Task: In the text about Hank Williams's voice, what song is Bing Crosby instantly recognizable singing?

Text:
Hank Williams’s voice is a unique and a gigantic one in American culture, which means that it is also one familiar to those who listen to popular music all across the world. Hank Williams is recognizable singing, say, “I Saw The Light,” or “I’m So Lonesome I Could Cry,” even by people who couldn’t remotely be described as fans, in the same way as Bing Crosby is instantly recognizable singing “White Christmas,” or John Wayne is instantly recognizable in a cowboy hat saying, “The hell I won’t!” Hank Williams is just there as a reference point like the pyramids of Egypt or the Grand Canyon.
In speaking of Hank Williams’s voice, however, I very much mean it both in the sense of the instantly-recognizable product of his vocal cords and in the sense of what that voice has to say: that is, how Hank Williams in singing a song describes the world, captures an emotion, issues a plea.

Data extract:
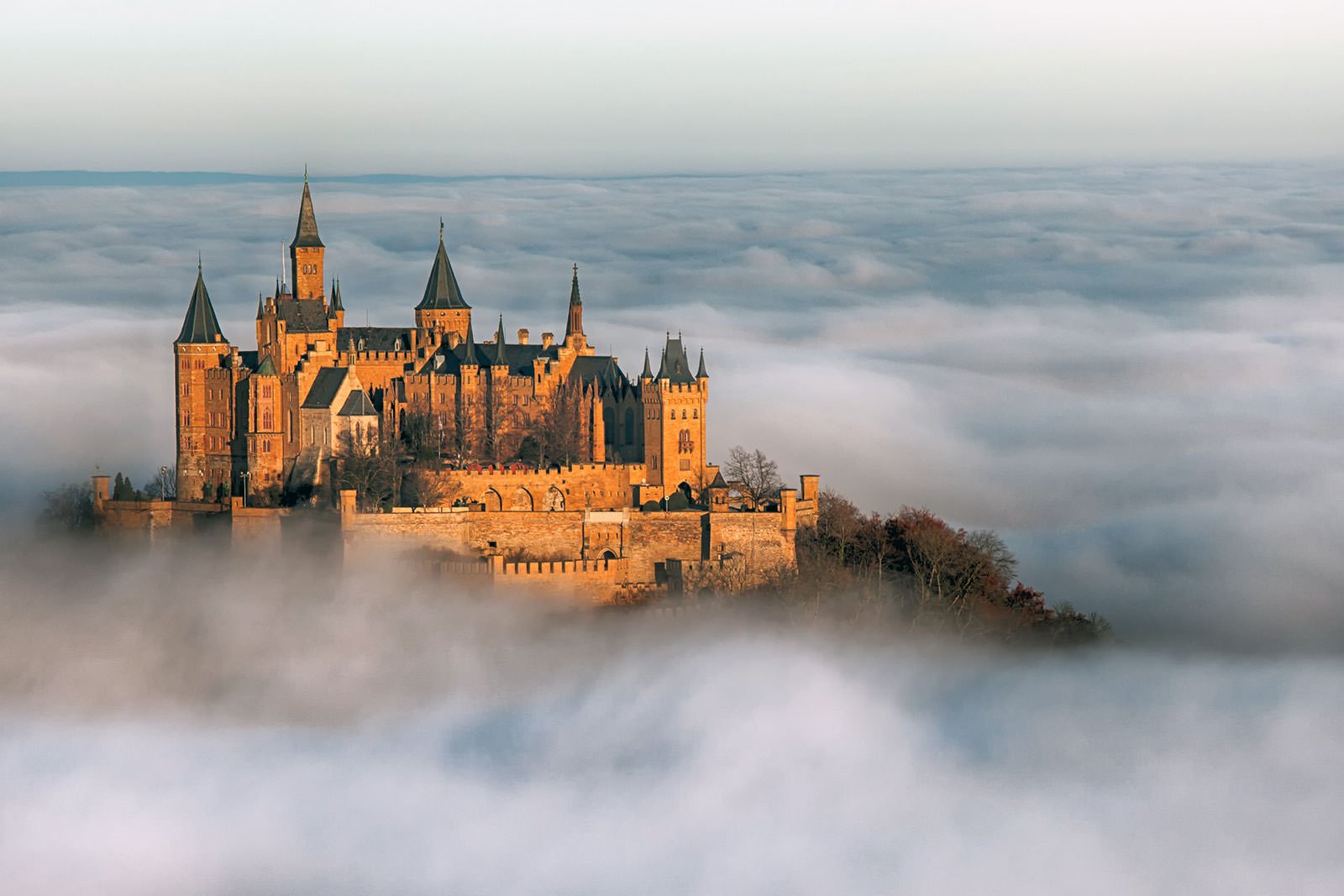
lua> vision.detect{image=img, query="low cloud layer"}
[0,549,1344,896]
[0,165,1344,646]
...
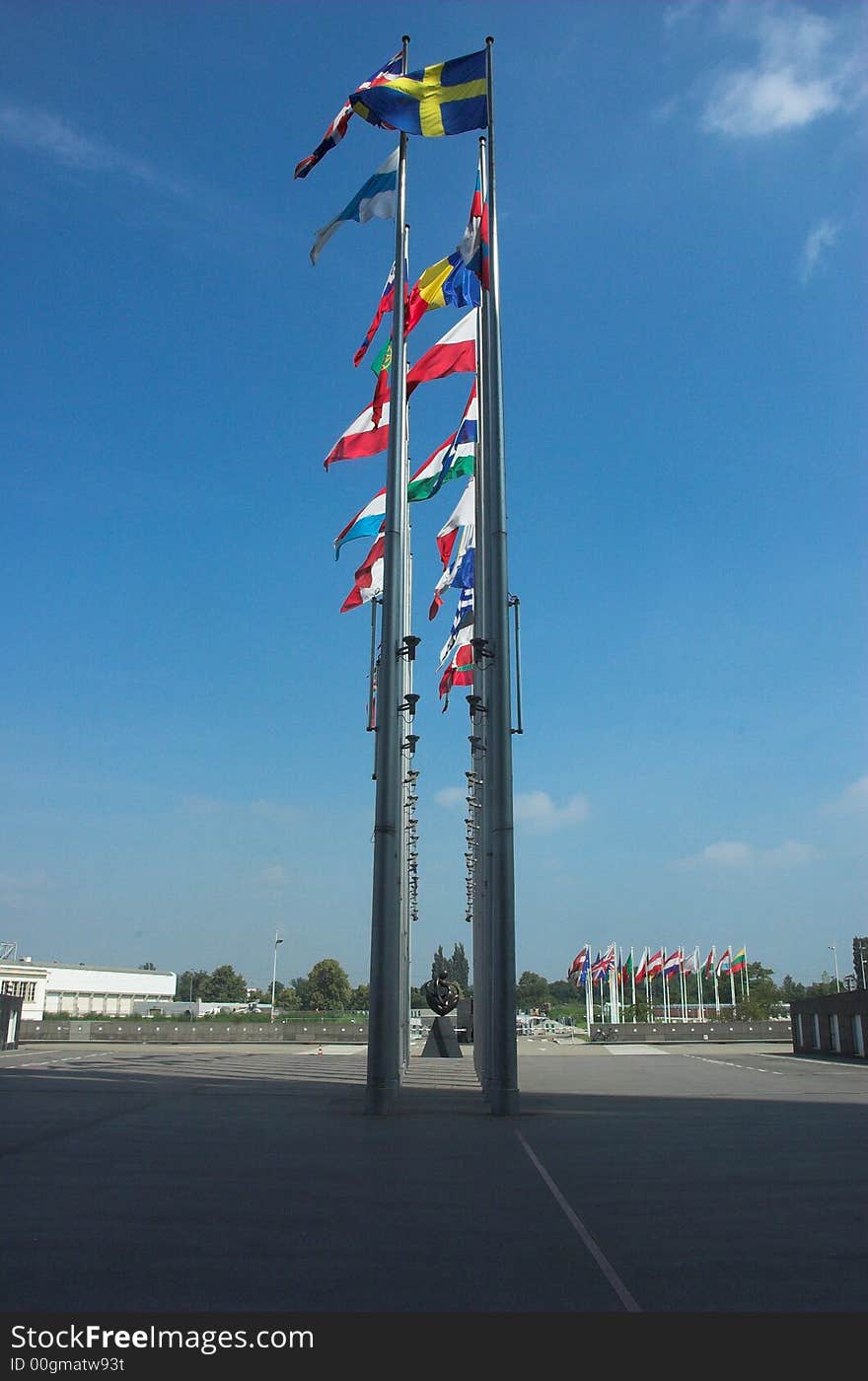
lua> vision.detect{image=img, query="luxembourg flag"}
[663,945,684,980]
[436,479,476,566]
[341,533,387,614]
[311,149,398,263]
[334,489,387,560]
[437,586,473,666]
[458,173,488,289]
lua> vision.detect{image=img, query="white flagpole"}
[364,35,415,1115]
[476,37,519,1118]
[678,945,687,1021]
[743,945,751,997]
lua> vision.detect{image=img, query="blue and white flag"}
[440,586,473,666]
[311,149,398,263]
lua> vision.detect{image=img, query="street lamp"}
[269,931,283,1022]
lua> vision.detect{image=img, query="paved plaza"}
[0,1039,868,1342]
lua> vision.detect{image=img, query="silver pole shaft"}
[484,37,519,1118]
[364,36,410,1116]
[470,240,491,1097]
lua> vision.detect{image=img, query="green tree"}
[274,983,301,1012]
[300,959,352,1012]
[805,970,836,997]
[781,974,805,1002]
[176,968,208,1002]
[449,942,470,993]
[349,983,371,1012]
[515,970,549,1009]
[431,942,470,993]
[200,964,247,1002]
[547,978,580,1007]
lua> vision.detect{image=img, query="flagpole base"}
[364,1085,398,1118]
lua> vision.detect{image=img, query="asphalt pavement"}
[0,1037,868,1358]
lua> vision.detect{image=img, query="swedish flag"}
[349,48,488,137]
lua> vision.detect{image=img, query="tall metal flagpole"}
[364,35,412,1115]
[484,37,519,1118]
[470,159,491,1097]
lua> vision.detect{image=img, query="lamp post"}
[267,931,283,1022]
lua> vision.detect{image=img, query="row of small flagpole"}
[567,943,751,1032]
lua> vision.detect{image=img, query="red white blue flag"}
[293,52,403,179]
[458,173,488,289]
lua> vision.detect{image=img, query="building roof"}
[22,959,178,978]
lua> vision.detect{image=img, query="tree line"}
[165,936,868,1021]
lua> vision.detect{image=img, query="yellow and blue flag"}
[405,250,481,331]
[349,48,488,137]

Expected output: "White Christmas"